#### [Task brief]
Please locate each line in the rows below that contains the word "hair", and copy those lines out.

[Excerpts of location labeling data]
---*---

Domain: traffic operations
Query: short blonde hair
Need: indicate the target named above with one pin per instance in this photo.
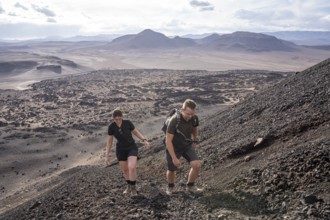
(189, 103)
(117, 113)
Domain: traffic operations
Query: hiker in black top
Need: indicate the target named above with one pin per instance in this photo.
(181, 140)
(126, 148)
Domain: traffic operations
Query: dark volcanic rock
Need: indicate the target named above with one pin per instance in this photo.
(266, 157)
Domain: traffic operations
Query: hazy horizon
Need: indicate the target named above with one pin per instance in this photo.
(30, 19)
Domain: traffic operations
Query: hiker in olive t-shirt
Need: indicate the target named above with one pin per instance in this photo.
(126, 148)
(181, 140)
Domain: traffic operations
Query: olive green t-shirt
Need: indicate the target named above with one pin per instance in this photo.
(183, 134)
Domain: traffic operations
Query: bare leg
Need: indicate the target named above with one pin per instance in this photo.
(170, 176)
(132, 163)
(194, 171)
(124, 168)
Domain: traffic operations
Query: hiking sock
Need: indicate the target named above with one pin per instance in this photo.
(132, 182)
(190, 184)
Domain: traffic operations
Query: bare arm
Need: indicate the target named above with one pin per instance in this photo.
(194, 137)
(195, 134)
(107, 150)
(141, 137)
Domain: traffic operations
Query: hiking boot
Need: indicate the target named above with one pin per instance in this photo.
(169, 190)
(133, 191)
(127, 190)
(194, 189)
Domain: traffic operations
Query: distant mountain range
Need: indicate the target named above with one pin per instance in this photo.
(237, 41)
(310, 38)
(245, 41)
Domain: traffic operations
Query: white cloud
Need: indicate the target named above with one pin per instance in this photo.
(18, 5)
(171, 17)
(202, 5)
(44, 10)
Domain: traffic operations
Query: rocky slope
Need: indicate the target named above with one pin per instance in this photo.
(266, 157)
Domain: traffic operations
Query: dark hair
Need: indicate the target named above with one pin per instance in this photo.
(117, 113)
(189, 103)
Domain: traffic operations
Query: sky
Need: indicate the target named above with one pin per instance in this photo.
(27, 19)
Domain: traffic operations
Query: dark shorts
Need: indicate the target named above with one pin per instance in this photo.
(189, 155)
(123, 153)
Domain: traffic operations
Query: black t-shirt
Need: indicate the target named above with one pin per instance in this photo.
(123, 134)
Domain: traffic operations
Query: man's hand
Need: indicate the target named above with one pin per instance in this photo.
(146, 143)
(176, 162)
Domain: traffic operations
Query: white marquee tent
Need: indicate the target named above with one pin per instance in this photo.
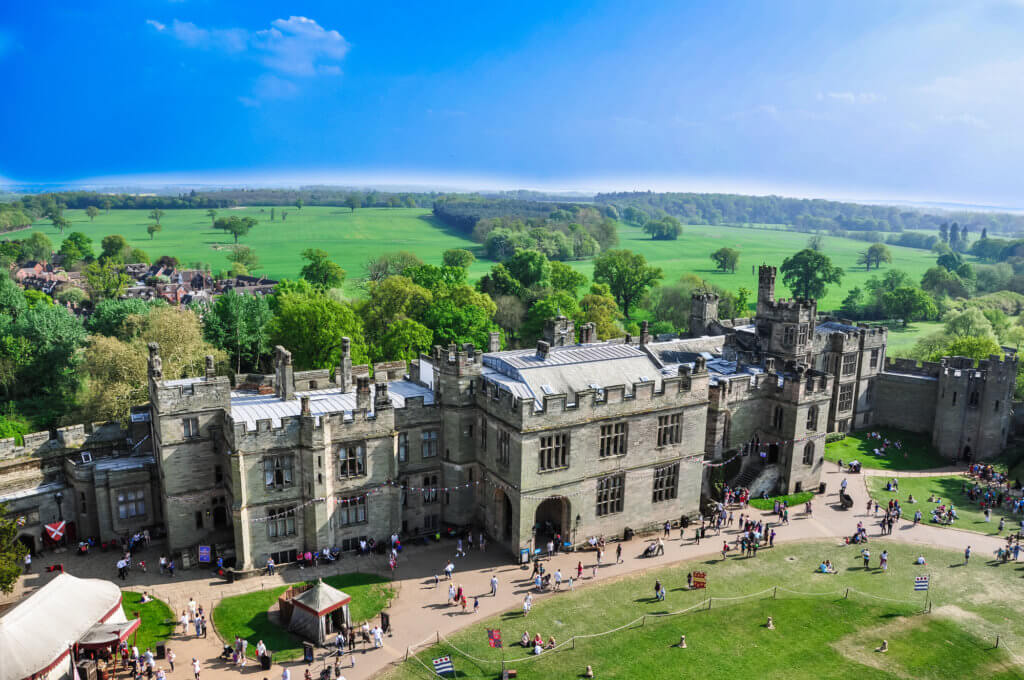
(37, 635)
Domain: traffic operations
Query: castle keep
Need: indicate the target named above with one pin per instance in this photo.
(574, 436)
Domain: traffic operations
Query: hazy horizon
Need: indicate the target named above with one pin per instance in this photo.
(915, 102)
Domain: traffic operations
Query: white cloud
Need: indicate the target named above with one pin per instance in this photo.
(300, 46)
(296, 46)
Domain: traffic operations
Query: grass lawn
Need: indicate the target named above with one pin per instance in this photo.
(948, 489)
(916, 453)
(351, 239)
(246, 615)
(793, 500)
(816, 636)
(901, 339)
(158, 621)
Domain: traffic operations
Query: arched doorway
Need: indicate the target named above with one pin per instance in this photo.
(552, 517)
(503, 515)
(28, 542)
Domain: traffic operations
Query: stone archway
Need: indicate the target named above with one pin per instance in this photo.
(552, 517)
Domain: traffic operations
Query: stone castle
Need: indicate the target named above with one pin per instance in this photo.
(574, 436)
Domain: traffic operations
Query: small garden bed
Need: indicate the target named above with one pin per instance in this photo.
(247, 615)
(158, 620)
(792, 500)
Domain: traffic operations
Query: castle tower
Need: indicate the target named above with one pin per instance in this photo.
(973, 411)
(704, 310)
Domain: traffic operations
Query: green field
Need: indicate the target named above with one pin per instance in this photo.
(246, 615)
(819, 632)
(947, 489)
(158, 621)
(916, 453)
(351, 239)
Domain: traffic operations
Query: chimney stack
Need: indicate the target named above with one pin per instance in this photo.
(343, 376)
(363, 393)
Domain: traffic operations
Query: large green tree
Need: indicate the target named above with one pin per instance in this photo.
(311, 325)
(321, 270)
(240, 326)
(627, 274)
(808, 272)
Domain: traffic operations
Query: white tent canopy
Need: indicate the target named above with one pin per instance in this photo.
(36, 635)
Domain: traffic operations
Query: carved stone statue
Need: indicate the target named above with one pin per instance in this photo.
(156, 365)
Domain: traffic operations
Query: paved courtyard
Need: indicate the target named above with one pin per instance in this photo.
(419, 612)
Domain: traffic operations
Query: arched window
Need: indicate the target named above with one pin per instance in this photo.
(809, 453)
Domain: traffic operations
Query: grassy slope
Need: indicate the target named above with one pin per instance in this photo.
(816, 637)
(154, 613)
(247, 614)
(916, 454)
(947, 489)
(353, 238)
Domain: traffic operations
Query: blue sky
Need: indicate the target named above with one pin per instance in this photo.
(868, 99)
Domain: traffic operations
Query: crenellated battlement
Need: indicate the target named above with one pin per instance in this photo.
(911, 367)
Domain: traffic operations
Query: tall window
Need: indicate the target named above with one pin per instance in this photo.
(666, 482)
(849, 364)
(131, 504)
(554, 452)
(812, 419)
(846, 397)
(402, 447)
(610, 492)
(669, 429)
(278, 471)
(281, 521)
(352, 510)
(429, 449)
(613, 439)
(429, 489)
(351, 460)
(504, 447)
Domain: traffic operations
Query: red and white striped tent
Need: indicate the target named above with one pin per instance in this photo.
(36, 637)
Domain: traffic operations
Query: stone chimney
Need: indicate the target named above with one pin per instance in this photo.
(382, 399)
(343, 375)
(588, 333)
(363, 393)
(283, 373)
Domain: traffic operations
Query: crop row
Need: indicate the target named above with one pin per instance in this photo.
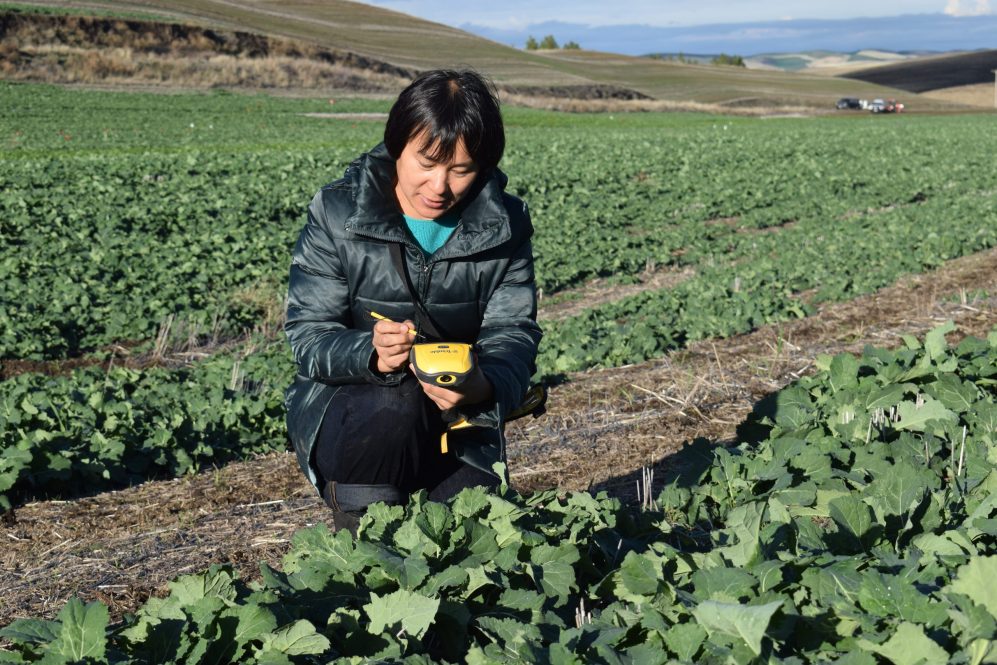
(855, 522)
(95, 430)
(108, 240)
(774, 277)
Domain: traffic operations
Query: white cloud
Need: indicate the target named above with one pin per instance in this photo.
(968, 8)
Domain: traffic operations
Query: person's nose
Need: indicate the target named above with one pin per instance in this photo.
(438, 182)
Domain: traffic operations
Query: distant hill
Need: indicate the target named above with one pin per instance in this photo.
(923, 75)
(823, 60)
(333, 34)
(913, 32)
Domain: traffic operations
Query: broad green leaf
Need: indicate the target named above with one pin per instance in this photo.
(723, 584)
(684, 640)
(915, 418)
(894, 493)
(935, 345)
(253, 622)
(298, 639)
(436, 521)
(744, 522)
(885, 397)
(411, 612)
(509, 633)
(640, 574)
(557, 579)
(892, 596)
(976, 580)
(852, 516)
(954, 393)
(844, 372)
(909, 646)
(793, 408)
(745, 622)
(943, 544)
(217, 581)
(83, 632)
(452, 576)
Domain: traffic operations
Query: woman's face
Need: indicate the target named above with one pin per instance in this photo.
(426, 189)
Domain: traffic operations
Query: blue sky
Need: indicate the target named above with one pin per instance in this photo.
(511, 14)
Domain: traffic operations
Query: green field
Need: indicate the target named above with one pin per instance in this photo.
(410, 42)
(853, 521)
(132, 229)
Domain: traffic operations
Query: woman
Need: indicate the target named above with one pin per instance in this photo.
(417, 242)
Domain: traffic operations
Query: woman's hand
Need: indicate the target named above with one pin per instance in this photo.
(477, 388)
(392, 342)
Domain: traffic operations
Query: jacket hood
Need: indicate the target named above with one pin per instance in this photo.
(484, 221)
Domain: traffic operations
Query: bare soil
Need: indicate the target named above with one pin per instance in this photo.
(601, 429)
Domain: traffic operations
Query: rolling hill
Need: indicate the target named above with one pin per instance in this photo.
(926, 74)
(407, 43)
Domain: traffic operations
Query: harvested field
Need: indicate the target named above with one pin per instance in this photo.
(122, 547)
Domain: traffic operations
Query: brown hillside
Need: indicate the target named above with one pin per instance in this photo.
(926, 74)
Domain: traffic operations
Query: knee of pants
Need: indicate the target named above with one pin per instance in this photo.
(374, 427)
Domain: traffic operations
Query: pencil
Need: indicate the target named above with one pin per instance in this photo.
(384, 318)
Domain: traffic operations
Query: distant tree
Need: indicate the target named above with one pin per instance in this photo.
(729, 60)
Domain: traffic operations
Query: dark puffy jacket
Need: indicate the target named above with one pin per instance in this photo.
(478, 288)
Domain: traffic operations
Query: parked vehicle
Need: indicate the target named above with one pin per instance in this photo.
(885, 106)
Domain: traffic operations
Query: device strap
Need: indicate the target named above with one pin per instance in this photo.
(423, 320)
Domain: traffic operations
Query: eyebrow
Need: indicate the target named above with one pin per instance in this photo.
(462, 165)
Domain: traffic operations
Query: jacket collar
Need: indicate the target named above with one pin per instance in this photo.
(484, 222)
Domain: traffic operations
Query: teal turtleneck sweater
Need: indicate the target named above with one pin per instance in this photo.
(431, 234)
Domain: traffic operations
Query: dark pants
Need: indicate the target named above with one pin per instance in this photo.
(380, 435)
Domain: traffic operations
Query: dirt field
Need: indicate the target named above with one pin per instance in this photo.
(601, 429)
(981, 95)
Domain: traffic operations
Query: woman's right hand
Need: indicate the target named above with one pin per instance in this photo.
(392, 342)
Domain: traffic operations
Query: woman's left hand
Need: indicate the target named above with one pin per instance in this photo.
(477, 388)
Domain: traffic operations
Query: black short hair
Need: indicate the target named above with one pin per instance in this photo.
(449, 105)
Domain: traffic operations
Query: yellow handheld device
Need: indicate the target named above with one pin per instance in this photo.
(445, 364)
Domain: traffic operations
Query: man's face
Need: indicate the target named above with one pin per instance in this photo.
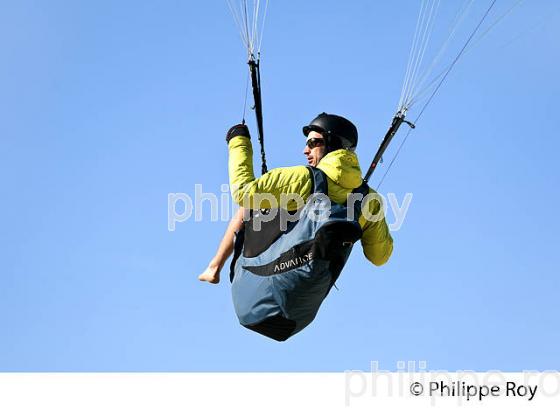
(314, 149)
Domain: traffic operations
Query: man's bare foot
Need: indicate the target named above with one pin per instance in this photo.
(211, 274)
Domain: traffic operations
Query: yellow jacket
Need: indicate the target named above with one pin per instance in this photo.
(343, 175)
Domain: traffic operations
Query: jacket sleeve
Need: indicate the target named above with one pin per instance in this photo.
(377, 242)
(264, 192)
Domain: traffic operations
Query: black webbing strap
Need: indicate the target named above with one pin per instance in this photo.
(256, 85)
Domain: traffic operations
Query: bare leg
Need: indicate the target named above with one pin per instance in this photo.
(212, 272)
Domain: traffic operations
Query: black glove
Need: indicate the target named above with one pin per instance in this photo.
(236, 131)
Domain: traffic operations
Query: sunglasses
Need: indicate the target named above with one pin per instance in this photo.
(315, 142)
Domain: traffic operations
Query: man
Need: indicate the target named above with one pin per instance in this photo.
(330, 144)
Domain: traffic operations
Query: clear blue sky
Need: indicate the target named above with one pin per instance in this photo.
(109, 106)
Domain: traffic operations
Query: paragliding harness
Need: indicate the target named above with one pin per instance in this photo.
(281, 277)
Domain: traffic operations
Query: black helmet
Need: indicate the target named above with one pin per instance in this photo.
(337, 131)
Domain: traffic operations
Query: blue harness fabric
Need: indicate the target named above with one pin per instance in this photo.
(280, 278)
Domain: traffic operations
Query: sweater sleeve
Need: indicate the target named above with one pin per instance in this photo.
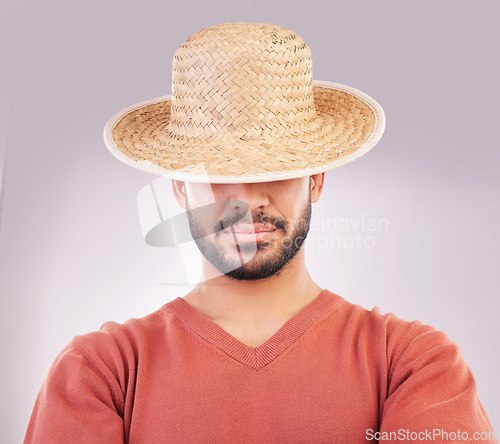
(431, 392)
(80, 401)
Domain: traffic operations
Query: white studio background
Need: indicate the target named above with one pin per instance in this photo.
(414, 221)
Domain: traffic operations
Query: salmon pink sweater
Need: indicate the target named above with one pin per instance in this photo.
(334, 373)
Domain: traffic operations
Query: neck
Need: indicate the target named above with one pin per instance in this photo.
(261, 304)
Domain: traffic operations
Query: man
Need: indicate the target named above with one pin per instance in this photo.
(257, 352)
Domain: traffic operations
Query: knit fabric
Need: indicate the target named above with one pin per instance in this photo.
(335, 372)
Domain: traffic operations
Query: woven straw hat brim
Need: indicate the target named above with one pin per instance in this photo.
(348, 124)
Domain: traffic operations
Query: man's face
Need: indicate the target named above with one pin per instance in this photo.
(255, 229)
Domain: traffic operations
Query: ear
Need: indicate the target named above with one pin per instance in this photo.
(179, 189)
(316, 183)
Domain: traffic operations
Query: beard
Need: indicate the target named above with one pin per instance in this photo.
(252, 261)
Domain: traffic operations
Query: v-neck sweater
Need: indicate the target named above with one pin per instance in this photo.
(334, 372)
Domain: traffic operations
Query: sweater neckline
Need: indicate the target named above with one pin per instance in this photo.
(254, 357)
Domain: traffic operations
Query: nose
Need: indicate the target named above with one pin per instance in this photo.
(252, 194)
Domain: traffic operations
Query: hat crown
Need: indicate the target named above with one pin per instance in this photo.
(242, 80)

---*---

#### [Reply to the exercise]
Query: short blonde hair
Query: dark hair
Query: black short hair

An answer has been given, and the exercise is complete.